The grounds in which the convent sits, contain many features which add to the amenity of the building, including the circular front walkway with central statue; the rose gardens to the east of this and the grotto.

== Heritage listing ==
The former Our Lady of Assumption Convent was listed on the Queensland Heritage Register on 21 October 1992 having satisfied the following criteria.

The place is important in demonstrating the evolution or pattern of Queensland's history.

The former Our Lady of Assumption Convent demonstrates the pattern of growth of Warwick as a large centre of development on the Darling Downs; and the pattern of growth of the Sisters of Mercy in Queensland.

The place demonstrates rare, uncommon or endangered aspects of Queensland's cultural heritage.

The building houses some very fine and rare stained glass panels, from the Royal Bavarian Art Institute of Stained Glass in Munich.

The place is important in demonstrating the principal characteristics of a particular class of cultural places.

The building is a good example of ecclesiastical Victorian architecture, influenced by the revival of interest in Gothic architecture during this period and adapted to the sub-tropical Queensland climate. It demonstrates the principal characteristics of Sisters of Mercy convents, in its layout, finishes and features.

The place is important because of its aesthetic significance.

The former convent has considerable aesthetic value, as a well composed substantial sandstone building, with fine detailing, including sandstone carvings and tracery; stained glass panels; and internal joinery, particularly the timber ceilings.

The place has a strong or special association with a particular community or cultural group for social, cultural or spiritual reasons.

Cloisters has a strong association with the Sisters of Mercy in Queensland and the catholic community of Warwick.

The place has a special association with the life or work of a particular person, group or organisation of importance in Queensland's history.

The building is significant as the home of one of the many branch houses of All Hallows' Convent, from where many of the state's early educational and social programmes were established.

§ **Listed records**
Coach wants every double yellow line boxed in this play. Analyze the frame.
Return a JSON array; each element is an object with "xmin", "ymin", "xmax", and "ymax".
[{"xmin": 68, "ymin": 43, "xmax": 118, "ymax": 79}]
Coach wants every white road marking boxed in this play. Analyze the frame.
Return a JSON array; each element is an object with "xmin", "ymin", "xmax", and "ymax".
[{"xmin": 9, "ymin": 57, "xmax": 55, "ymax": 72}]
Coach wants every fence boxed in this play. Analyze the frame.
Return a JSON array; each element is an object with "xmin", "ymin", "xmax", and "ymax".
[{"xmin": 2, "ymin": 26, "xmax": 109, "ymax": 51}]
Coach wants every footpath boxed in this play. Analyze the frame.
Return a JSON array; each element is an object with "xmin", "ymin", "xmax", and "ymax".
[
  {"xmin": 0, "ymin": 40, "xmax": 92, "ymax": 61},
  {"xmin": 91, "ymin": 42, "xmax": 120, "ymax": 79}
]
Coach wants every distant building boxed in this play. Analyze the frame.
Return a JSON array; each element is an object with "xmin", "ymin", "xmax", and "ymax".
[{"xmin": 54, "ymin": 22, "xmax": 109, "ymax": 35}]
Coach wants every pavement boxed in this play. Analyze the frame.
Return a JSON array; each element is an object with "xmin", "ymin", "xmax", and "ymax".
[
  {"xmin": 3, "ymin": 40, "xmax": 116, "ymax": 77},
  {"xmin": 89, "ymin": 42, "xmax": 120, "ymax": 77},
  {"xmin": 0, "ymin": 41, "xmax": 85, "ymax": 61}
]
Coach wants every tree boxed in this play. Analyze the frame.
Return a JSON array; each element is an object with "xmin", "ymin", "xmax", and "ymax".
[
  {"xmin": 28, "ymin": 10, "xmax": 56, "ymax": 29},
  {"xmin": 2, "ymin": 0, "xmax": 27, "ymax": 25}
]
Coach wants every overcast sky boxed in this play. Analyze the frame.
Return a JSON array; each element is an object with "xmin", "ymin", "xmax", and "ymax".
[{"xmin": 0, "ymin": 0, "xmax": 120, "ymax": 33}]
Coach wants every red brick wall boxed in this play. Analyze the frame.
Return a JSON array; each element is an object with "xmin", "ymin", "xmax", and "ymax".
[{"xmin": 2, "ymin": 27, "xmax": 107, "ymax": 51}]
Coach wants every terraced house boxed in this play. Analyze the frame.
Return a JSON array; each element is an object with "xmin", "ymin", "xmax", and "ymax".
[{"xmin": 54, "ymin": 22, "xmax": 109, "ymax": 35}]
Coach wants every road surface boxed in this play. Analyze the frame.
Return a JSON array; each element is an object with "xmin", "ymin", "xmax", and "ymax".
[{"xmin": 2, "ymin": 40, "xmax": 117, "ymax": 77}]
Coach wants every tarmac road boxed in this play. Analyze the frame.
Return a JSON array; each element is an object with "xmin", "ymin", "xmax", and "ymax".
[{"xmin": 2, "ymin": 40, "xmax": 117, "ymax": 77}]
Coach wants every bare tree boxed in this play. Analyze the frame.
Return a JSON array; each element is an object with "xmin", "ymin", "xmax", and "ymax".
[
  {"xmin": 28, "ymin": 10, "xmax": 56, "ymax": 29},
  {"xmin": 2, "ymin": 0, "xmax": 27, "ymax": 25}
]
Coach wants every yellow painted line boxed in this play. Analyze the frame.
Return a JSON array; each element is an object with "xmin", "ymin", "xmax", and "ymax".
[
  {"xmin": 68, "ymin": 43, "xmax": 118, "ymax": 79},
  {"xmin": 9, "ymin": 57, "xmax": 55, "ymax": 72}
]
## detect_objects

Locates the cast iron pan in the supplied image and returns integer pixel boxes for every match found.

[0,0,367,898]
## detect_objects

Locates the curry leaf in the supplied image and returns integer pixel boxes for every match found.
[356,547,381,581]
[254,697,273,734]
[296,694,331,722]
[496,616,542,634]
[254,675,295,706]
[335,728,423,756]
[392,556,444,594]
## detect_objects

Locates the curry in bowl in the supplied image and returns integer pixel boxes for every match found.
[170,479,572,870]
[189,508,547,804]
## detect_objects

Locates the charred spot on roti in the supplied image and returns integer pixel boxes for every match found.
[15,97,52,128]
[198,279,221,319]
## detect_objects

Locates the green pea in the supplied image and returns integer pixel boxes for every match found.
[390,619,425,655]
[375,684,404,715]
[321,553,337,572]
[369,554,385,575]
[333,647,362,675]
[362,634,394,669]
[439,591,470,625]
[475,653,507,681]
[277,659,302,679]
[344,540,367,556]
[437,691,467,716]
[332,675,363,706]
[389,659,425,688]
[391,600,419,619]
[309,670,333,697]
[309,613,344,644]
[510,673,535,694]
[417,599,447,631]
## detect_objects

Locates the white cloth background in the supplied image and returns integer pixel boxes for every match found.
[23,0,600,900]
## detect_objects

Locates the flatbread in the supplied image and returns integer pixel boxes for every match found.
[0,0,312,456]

§ **Brief A**
According to the convent's heritage listing, where did the stained glass panels come from?
§ **Brief B**
Update the part of the convent's heritage listing that opens with "The building is significant" and closes with "programmes were established.", replacing "branch houses" with "affiliated houses".

§ **Exercise solution A**
The Royal Bavarian Art Institute of Stained Glass in Munich.

§ **Exercise solution B**
The building is significant as the home of one of the many affiliated houses of All Hallows' Convent, from where many of the state's early educational and social programmes were established.